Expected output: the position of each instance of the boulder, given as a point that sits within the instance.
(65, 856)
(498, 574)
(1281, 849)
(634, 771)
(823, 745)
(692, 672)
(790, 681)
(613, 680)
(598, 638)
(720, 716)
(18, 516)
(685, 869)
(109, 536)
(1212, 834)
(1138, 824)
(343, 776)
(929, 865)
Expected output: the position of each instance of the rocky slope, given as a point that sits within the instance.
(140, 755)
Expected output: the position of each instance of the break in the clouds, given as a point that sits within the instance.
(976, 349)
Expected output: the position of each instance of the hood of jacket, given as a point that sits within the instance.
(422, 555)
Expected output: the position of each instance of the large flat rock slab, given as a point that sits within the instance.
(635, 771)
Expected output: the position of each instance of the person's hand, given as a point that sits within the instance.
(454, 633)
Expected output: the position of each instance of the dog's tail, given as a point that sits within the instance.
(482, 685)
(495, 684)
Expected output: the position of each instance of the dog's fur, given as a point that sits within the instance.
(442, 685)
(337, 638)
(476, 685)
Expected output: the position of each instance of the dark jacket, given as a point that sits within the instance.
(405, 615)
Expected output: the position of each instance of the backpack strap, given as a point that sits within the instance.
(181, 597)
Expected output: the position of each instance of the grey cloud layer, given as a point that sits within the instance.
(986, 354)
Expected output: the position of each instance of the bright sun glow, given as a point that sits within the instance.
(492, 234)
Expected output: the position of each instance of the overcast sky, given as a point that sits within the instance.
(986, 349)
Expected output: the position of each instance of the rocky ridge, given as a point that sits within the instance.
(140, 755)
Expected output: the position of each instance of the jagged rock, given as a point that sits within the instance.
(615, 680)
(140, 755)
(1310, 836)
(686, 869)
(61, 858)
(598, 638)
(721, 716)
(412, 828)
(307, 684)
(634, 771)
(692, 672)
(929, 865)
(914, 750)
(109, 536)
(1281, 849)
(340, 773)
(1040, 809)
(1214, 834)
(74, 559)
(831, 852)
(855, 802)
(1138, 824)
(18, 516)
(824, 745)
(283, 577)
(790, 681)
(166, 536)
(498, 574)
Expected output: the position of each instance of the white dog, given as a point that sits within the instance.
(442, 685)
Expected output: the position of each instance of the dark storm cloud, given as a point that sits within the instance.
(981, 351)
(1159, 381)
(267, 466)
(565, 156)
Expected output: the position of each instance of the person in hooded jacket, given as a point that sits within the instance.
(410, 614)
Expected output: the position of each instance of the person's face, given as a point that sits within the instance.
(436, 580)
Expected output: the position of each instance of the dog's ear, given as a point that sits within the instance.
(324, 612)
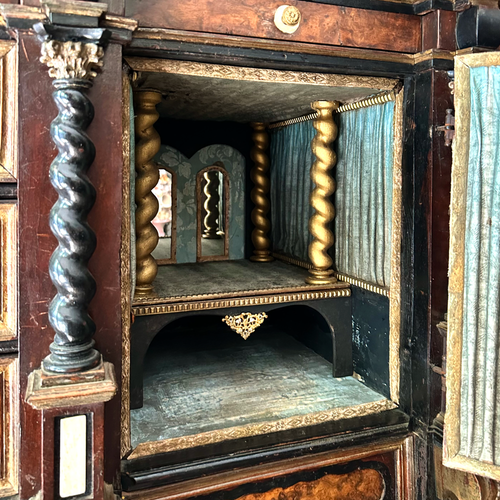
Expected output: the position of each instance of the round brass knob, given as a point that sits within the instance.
(287, 18)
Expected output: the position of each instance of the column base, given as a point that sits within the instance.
(47, 391)
(320, 277)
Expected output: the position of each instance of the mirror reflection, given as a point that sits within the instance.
(163, 221)
(212, 233)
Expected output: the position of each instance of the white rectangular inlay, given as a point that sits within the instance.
(73, 456)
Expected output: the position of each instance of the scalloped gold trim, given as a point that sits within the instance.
(236, 302)
(212, 437)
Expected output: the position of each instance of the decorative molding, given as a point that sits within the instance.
(9, 426)
(458, 206)
(259, 194)
(245, 323)
(366, 103)
(147, 310)
(8, 111)
(147, 145)
(8, 263)
(363, 284)
(321, 272)
(72, 60)
(125, 268)
(396, 238)
(72, 64)
(218, 436)
(44, 397)
(256, 74)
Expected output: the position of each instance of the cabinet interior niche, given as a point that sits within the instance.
(194, 380)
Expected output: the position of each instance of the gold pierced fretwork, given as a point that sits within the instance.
(72, 59)
(245, 323)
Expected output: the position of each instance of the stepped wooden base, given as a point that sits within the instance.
(57, 391)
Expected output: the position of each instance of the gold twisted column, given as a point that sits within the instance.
(324, 211)
(147, 145)
(211, 205)
(259, 193)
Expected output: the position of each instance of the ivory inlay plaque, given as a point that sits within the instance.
(73, 456)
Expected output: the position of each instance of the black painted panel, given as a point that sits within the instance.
(370, 332)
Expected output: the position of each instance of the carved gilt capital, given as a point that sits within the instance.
(74, 60)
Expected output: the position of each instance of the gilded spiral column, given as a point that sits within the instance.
(147, 145)
(211, 205)
(324, 211)
(259, 194)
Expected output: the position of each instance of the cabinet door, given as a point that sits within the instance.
(472, 432)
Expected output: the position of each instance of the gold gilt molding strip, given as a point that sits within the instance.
(363, 284)
(395, 283)
(238, 302)
(225, 72)
(342, 277)
(363, 103)
(212, 437)
(292, 260)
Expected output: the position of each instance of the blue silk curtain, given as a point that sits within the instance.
(363, 198)
(291, 159)
(480, 398)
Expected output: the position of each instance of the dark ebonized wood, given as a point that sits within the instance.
(157, 470)
(336, 313)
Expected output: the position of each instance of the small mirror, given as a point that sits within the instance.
(164, 221)
(212, 214)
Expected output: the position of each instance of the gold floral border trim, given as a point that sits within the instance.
(395, 284)
(342, 277)
(125, 256)
(236, 302)
(363, 284)
(226, 72)
(451, 448)
(218, 436)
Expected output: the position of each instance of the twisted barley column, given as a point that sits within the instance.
(259, 193)
(211, 205)
(147, 145)
(324, 211)
(72, 349)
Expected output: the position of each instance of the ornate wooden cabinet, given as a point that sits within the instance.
(225, 237)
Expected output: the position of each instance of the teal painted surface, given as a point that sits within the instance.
(186, 171)
(291, 159)
(363, 198)
(480, 402)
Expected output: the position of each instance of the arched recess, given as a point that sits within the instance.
(159, 255)
(200, 179)
(323, 326)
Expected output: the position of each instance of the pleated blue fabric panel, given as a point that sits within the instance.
(480, 401)
(363, 198)
(290, 169)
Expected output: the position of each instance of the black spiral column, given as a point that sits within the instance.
(72, 64)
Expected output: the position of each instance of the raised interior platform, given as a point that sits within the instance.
(202, 388)
(229, 277)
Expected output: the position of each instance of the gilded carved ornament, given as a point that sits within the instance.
(72, 59)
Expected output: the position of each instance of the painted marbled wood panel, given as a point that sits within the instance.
(366, 484)
(186, 170)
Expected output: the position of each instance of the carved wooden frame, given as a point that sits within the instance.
(225, 176)
(8, 267)
(140, 65)
(8, 111)
(8, 426)
(451, 445)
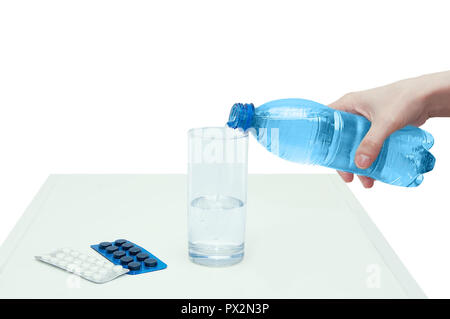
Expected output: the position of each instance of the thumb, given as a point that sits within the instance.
(371, 145)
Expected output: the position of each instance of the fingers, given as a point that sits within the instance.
(366, 181)
(370, 146)
(346, 176)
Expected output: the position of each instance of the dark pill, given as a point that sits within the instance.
(119, 254)
(134, 251)
(104, 245)
(134, 265)
(127, 246)
(150, 262)
(111, 249)
(142, 256)
(120, 242)
(125, 260)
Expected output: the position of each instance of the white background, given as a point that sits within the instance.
(113, 86)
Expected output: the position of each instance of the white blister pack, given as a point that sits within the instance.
(91, 268)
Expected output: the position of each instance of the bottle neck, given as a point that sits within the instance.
(241, 116)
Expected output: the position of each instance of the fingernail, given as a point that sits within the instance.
(362, 161)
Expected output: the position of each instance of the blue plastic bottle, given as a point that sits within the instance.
(311, 133)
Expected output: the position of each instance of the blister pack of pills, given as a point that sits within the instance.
(130, 256)
(91, 268)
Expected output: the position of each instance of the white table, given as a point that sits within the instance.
(307, 237)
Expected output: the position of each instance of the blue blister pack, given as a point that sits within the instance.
(130, 256)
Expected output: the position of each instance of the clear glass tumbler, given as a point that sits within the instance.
(217, 195)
************
Can you write out all of the material above again, substituting "falls inside" for "sits within" everywhere and changing nothing else? Leave the pictures out.

[Finished answer]
Expected output: the position of each instance of the boulder, given as a point that falls inside the instance.
(65, 856)
(498, 574)
(1281, 849)
(634, 771)
(823, 745)
(692, 672)
(790, 681)
(613, 680)
(598, 638)
(720, 716)
(18, 516)
(685, 869)
(109, 536)
(1212, 834)
(1138, 824)
(343, 776)
(929, 865)
Expected output: the position of each instance of the rocky slope, given as a point that falls inside the instance.
(140, 755)
Expected output: the position of each instance of the break in the clouds, given as a point that falls inside the instance.
(976, 349)
Expected output: the position of each instance of the hood of jacket, given as a point that falls inside the instance.
(422, 555)
Expected output: the position of each instance of the large flat rock slab, given as a point that falls inside the instance.
(635, 771)
Expected output: the position of each instance of the person's hand, given as a point that falls inside the instance.
(454, 633)
Expected output: the position of each instance of the dog's tail, given as a point that falls inside the instance.
(482, 685)
(495, 684)
Expected output: the position of each instance of the dog's fur, given as a point that falls inside the instance.
(442, 685)
(337, 638)
(476, 685)
Expected output: the position of each instance of the dark jacket, given as a point that falls inside the instance.
(405, 615)
Expected output: the position of each instance of the backpack strap, given as a point that falls inside the instance.
(181, 597)
Expected output: the position of each instance of the grey cloud layer, given as a point that falls inside the instance.
(986, 354)
Expected output: the position of each instance of the bright sun glow, given as a point that falls inside the instance.
(492, 234)
Expected output: the position of each instance of the overcast sky, given as a point that falls inside the instance.
(986, 349)
Expected output: the position of each instance of the rocky ridge, given as a point that falls inside the instance.
(140, 755)
Expected output: the position of each instance of the jagged rock, given as a point that falls inside the instance.
(615, 680)
(140, 755)
(1310, 836)
(686, 869)
(61, 858)
(598, 638)
(721, 716)
(412, 828)
(307, 684)
(634, 771)
(692, 672)
(929, 865)
(914, 750)
(109, 536)
(1281, 849)
(340, 773)
(1040, 809)
(1214, 834)
(74, 559)
(831, 852)
(855, 802)
(1138, 824)
(18, 516)
(824, 745)
(283, 577)
(790, 681)
(166, 536)
(498, 574)
Expected output: the position of each instance of the white dog, given as a point that falls inside the instance.
(442, 685)
Expected output: the position of each instance of the dark storm cloud, given as a point that falls inside the instance.
(981, 351)
(1159, 381)
(267, 466)
(565, 156)
Expected output: the position of each instance of the person in hooded jacket, given as a point that falls inside the instance.
(410, 614)
Expected output: the position of each instance of the person's face, given as a point that falls inside the instance.
(436, 580)
Expected output: the position of each instance of the dog's ear, given as a point that falls inside the instance.
(324, 612)
Expected output: the position of each instance of the round brass knob, given as a point that falls inside the instance.
(287, 18)
Expected output: the position of each instance of the column base, given as a point that falls inside the instance.
(47, 391)
(320, 277)
Expected output: the position of each instance of the mirror reflection, given as a point that falls inside the instance.
(163, 221)
(212, 233)
Expected output: the position of each instance of the white rectangular inlay, given as a point that falls inside the instance.
(73, 456)
Expected output: the position of each instance of the scalloped gold trim, given as a point that falls inside the instance.
(236, 302)
(212, 437)
Expected output: the position of each instance of the decorative molding, given as a point that falls inside the instance.
(9, 426)
(458, 206)
(259, 194)
(245, 323)
(366, 103)
(147, 310)
(8, 111)
(147, 145)
(8, 263)
(363, 284)
(321, 272)
(72, 60)
(125, 268)
(396, 238)
(72, 64)
(218, 436)
(44, 397)
(256, 74)
Expected output: the position of each instance of the cabinet interior niche, given as a point that falls inside the instance.
(194, 380)
Expected output: the position of each instance of the gold pierced fretwork, given as a point that falls inside the instance.
(72, 59)
(245, 323)
Expected output: the position of each instance of the stepped wooden base, given as a point that falls inside the instance.
(57, 391)
Expected output: the position of each instance of the gold twisted column, given as a point that falls inside the instance.
(324, 211)
(147, 145)
(211, 205)
(259, 193)
Expected output: the position of each instance of the ivory inlay plaque, given as a point that falls inside the instance.
(73, 456)
Expected output: the position of each instance of the black painted panel, given as a point that falls inside the instance.
(370, 332)
Expected output: the position of each instance of the carved gilt capital, given as a point that falls inside the instance.
(74, 60)
Expected output: the position of each instance of the gilded spiral column, given as a point that falls inside the instance.
(147, 145)
(211, 205)
(324, 211)
(259, 194)
Expected output: the position of each instance of the cabinet door, given as a point that falls inside the instance.
(472, 432)
Expected output: the position of each instance of the gold gilt molding strip, given as a point that falls inside the instance.
(363, 284)
(395, 283)
(238, 302)
(225, 72)
(342, 277)
(363, 103)
(212, 437)
(292, 260)
Expected output: the position of each instance of the blue silk curtain, given as a point that falls inside the instance.
(363, 198)
(291, 159)
(480, 398)
Expected output: the position of each instance of the dark ebonized wood, given as a point that falls inside the instance.
(157, 470)
(336, 313)
Expected output: the position of each instance of the small mirror, given as a point that falls inside the instance.
(164, 221)
(212, 214)
Expected output: the position of each instance of the gold floral border trim, given as a point that falls inside the instance.
(395, 284)
(342, 277)
(125, 256)
(236, 302)
(363, 284)
(226, 72)
(451, 448)
(218, 436)
Expected output: the position of each instance of the twisted barley column, given as a point that falls inside the instance.
(259, 193)
(211, 205)
(147, 145)
(324, 211)
(72, 349)
Expected output: the position of each instance of the ornate wooden cabinet, given as a point that falls inside the instance.
(225, 237)
Expected output: the position of each instance of the teal painted surface, given as a point that falls inside the instance.
(186, 171)
(291, 159)
(363, 198)
(480, 402)
Expected output: the position of each instance of the arched recess, given as a point that falls inside the instance.
(159, 255)
(200, 179)
(323, 326)
Expected output: the position of each instance of the pleated blue fabric panel, given as a point that falls inside the instance.
(480, 401)
(363, 198)
(290, 169)
Expected output: the position of each instance of the black spiral column, given as a point that falls inside the instance.
(72, 64)
Expected output: the position of each instance of the raised interior platform, given as a point that falls inside the instance.
(202, 388)
(229, 277)
Expected output: the position of each instance of the gilded carved ornament, given as a point that falls inside the instance.
(72, 59)
Expected output: the position of each instance of the painted marbled wood panel, given as a point that falls inside the instance.
(366, 484)
(186, 170)
Expected output: the position of each instance of the carved wooden frame, given as a point that falls inside the instance.
(225, 176)
(8, 267)
(140, 65)
(8, 111)
(8, 426)
(451, 445)
Expected output: the position of each instance of the thumb, given as a point that falls inside the instance.
(371, 145)
Expected output: the position of each instance of the fingers, given as a point that falls inside the instance.
(366, 181)
(370, 146)
(346, 176)
Expected output: the position of each instance of the dark pill, given as a point that falls inside the instance.
(119, 254)
(134, 251)
(104, 245)
(134, 265)
(127, 246)
(150, 262)
(111, 249)
(142, 256)
(120, 242)
(125, 260)
Expected output: the position of each instance of the white background, given as a point that falls inside the instance.
(113, 86)
Expected output: the position of each instance of the white blister pack, given as a point that falls inside the instance.
(91, 268)
Expected output: the position of each instance of the bottle neck, given as a point that falls inside the instance.
(241, 116)
Expected output: the position of each instance of the fingernail, given as a point that falls inside the instance.
(362, 161)
Expected output: the position of each instance of the blue plastic bottle, given as a point that falls inside the instance.
(311, 133)
Expected output: the position of each instance of the blister pack of pills, given as a point that falls inside the instance.
(130, 256)
(91, 268)
Expected output: the position of each instance of the white table, given as a point that falls inside the instance.
(307, 237)
Expected output: the position of each instance of the blue blister pack, given as a point that falls inside the instance.
(130, 256)
Expected output: the position of each instance of the clear glass tumbler, given as a point that falls inside the instance.
(217, 195)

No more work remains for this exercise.